_STATED GOAL:_
Count the lines in the records below that contain the string "Question". Case matters, and the answer should be the number alone.

_SUPPLIED DATA:_
=-=-=-=-=
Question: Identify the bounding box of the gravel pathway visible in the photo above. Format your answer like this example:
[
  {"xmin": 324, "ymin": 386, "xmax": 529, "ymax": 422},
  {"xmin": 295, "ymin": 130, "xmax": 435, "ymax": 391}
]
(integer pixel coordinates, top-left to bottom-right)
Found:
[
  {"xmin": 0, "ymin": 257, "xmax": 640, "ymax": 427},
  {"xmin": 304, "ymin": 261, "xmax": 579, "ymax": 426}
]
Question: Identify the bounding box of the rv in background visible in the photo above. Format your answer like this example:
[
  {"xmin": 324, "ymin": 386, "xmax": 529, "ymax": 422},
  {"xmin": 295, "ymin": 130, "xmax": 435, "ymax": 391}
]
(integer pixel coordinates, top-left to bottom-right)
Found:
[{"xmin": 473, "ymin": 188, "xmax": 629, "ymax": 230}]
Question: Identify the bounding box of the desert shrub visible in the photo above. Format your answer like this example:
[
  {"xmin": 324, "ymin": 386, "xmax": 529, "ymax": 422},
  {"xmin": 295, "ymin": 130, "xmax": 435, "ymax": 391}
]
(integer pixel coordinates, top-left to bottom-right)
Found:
=-=-=-=-=
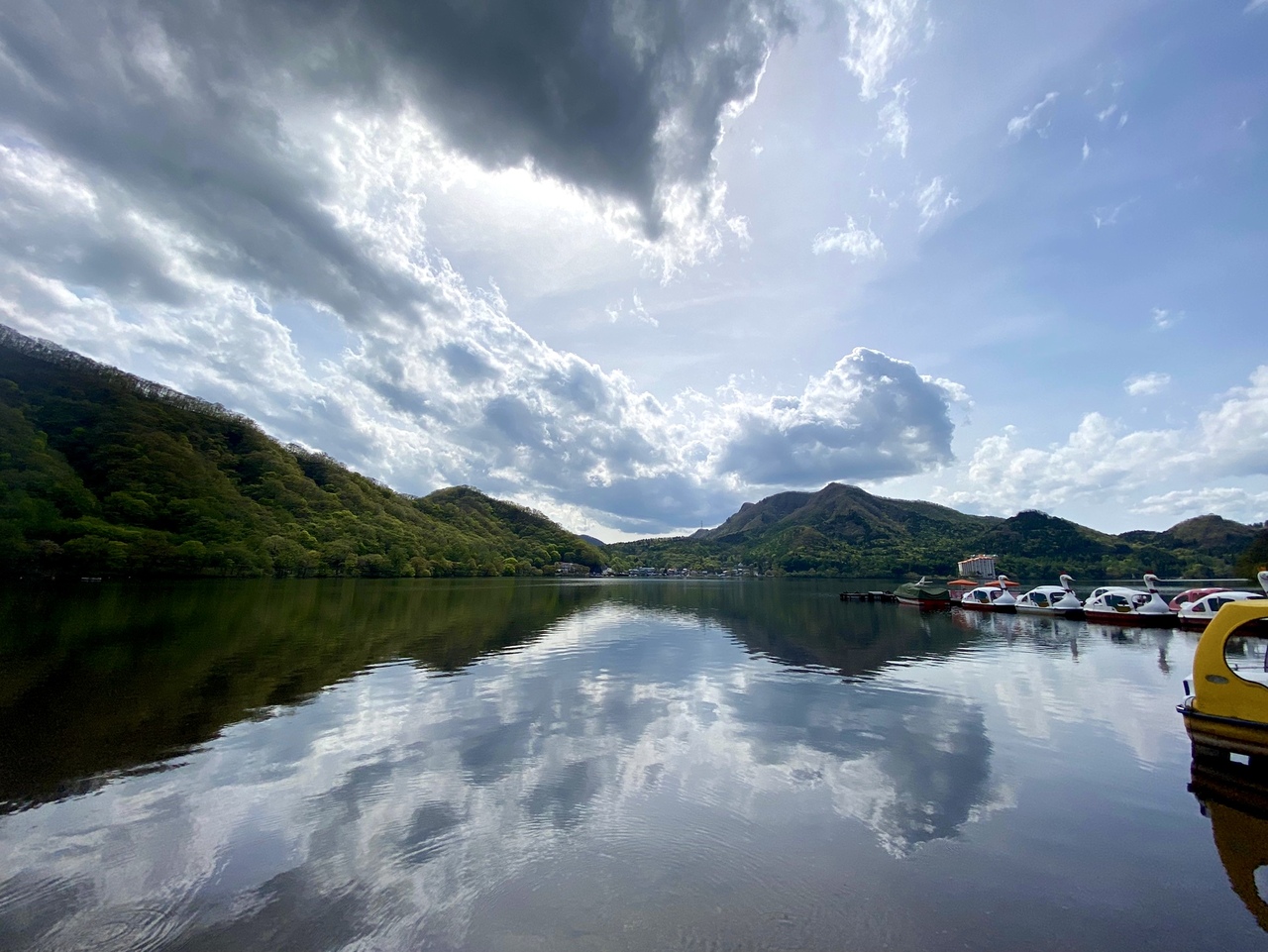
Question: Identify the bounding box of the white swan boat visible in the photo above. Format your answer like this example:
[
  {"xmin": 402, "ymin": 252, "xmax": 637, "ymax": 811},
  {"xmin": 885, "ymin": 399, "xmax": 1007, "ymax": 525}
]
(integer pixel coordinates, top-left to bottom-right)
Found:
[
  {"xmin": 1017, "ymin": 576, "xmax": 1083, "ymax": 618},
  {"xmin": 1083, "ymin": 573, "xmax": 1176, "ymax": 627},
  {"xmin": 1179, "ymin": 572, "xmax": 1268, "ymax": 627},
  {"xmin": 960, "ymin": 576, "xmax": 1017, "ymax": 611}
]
=-=-=-=-=
_WRITTEN RESPONSE:_
4